*Requirement*: From the line that holds "Annotation task — annotate the white egret" to the last line of the data, copy everything exactly; leave out all the rest.

————————

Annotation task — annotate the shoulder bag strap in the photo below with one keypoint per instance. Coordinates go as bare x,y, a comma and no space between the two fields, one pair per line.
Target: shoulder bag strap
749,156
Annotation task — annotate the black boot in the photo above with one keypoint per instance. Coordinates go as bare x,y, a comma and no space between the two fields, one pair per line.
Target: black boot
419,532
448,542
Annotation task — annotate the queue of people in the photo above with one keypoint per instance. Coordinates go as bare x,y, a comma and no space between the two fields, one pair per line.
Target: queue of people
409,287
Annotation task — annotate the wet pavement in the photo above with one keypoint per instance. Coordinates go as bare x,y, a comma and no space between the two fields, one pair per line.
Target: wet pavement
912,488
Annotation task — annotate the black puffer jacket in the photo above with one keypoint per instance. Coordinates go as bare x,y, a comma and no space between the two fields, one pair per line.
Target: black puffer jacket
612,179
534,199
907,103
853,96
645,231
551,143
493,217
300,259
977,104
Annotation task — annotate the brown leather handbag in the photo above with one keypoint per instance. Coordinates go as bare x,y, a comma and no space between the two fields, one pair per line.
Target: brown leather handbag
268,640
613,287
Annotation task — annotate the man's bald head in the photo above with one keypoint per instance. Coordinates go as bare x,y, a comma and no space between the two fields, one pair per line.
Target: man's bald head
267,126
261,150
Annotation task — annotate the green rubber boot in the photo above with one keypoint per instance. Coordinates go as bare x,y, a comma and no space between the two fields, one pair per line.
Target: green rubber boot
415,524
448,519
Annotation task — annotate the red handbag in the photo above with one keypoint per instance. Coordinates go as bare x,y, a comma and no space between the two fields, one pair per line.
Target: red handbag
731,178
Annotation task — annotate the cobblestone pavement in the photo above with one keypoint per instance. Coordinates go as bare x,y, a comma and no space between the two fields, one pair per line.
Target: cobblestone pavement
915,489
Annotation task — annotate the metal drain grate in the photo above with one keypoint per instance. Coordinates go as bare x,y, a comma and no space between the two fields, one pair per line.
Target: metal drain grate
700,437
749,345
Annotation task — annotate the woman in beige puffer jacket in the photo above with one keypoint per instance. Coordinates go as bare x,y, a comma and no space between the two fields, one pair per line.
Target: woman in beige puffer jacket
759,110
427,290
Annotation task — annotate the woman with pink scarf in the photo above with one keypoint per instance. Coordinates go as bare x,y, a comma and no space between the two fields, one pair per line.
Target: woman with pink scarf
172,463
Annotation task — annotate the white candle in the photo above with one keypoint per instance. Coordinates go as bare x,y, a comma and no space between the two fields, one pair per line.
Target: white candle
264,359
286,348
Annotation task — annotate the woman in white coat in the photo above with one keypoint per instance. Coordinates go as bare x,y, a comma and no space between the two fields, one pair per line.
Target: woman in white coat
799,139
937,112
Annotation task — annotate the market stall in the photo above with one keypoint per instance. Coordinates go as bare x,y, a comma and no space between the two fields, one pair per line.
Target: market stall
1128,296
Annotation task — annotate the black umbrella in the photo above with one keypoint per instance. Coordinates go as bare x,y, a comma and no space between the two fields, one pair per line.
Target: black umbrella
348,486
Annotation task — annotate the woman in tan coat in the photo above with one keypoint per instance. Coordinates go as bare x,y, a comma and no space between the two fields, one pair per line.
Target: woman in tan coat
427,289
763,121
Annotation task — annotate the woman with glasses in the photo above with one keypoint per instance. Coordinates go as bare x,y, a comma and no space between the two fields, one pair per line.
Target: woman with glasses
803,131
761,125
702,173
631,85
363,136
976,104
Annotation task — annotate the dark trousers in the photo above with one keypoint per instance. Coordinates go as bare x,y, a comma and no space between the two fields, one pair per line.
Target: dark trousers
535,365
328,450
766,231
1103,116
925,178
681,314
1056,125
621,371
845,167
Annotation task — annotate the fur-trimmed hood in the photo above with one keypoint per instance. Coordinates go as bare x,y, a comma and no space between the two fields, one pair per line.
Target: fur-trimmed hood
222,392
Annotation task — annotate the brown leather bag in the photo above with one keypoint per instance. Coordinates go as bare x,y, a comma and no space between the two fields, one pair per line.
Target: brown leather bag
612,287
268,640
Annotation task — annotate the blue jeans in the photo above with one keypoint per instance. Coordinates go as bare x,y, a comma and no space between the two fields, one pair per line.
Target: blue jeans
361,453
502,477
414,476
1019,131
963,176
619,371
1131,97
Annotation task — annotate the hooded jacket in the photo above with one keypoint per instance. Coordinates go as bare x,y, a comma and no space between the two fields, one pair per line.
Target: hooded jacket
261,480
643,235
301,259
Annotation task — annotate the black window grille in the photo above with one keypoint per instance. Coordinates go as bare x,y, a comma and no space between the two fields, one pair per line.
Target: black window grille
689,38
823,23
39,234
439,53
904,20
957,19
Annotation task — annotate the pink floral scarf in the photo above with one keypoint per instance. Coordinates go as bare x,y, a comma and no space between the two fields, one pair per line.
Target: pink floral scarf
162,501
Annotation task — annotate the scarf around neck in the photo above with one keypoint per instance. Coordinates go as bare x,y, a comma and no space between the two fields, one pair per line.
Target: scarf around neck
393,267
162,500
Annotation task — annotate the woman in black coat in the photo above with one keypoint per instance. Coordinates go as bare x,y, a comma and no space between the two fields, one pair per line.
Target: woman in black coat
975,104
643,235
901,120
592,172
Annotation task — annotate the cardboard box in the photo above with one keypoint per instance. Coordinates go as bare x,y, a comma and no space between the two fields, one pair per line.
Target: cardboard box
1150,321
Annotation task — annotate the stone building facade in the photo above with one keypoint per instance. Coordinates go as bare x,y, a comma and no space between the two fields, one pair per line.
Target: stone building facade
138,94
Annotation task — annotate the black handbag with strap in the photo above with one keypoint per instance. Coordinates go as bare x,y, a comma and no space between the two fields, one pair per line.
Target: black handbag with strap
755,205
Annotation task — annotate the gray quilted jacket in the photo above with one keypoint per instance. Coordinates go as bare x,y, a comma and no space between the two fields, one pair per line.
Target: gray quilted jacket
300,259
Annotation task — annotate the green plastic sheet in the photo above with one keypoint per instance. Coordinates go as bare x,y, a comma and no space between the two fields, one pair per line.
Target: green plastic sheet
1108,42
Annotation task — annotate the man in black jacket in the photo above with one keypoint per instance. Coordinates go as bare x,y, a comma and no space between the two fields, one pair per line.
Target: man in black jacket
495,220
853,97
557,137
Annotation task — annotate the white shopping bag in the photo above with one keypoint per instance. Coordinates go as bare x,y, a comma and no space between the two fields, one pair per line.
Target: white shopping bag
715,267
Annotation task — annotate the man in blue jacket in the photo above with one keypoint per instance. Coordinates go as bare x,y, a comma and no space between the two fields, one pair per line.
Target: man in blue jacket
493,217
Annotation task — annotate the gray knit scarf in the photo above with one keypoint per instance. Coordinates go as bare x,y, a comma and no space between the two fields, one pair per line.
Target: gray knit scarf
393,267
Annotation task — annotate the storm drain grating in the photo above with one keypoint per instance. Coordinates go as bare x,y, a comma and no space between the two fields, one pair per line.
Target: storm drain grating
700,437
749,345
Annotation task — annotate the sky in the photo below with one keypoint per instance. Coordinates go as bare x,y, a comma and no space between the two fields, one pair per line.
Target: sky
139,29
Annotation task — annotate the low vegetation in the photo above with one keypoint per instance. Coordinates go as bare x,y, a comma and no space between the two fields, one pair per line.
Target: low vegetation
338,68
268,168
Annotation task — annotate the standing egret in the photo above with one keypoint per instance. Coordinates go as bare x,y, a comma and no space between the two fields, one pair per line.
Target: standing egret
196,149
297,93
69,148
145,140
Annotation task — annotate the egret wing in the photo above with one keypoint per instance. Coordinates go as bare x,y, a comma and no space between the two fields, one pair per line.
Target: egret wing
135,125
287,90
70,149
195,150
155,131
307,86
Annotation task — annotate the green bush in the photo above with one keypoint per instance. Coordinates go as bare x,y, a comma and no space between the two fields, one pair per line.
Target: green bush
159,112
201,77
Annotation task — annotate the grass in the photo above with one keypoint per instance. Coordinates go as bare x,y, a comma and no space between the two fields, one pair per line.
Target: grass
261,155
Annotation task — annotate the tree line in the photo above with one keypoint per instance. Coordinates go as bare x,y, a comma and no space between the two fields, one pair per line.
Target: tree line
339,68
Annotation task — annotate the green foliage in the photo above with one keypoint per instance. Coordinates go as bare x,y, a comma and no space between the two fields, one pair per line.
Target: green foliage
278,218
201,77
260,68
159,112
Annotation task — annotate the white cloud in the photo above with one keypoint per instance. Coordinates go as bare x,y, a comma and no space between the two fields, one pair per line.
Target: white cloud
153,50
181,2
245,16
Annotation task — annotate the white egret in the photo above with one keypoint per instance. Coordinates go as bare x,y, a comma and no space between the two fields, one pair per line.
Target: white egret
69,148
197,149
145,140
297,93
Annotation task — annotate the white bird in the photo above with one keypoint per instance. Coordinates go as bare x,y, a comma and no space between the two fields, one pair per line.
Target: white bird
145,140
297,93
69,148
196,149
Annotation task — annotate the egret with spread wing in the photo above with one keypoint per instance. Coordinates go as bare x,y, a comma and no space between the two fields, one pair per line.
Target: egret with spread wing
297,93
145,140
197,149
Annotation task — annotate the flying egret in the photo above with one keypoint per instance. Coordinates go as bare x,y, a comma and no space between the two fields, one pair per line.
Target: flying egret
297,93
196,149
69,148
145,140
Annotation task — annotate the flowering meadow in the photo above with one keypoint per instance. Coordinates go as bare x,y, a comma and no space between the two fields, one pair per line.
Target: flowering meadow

————————

*Solution to this exercise*:
Annotation task — annotate the white egret in the photo above with one keypoint per instance. Coordinates go as bare x,y, a comma and no space between the two fields, one pair per line.
Target: white egret
69,148
197,149
145,140
297,93
Annotation task — annotate the white bird in the photo above with one keypoint per instance. Coordinates go as bare x,y, a comma and no space between the two fields, one pair per line.
Target: white bird
145,140
297,93
69,148
196,149
Annotation task — annotate the egret with spread wing in the photo above with one keypoint per instance. Coordinates go as bare x,y, a comma and no space between the two fields, one pair per line.
Target: egret with spread wing
297,93
145,140
197,149
Annotation task — annotate the flying egret in the photo above with one keypoint per instance. Coordinates go as bare x,y, a comma and no space between the two fields, one pair per line.
Target: flying egret
297,93
196,149
69,148
145,140
Annotation task — annotate the flowering meadow in the photo above with one keypoint per instance. Coordinates go as bare x,y, a comma and no space between the two fields, one pair per line.
Target: flowering meadow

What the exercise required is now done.